▶ _To do_: Each record below needs to be copied out exactly as it stands.

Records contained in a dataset
○ ○ ○

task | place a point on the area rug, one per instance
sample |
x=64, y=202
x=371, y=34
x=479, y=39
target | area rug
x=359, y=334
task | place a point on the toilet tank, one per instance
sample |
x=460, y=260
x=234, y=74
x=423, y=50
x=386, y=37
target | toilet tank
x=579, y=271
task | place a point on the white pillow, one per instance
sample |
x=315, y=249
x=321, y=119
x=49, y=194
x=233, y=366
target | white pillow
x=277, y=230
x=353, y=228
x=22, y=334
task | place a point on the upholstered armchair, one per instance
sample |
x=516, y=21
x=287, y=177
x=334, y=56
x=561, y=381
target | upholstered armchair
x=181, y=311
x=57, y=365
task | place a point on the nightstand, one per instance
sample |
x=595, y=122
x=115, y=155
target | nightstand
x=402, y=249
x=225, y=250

○ ○ ○

▶ _Your response_:
task | place a point on the area rug, one per instance
sample |
x=64, y=202
x=371, y=34
x=479, y=39
target | area rug
x=359, y=334
task | place a point on the toilet tank, one per instance
sample |
x=460, y=260
x=234, y=74
x=423, y=50
x=386, y=37
target | toilet tank
x=579, y=271
task | place a point on the white pillow, one per instance
sample |
x=315, y=249
x=321, y=119
x=49, y=194
x=233, y=366
target | white pillow
x=277, y=230
x=353, y=228
x=22, y=334
task | place a point on the upholstered armchair, one per instance
sample |
x=516, y=21
x=287, y=177
x=334, y=56
x=561, y=381
target | upholstered armchair
x=181, y=311
x=57, y=365
task | place a point on the nightstand, one per instance
sample |
x=595, y=122
x=115, y=155
target | nightstand
x=402, y=249
x=225, y=250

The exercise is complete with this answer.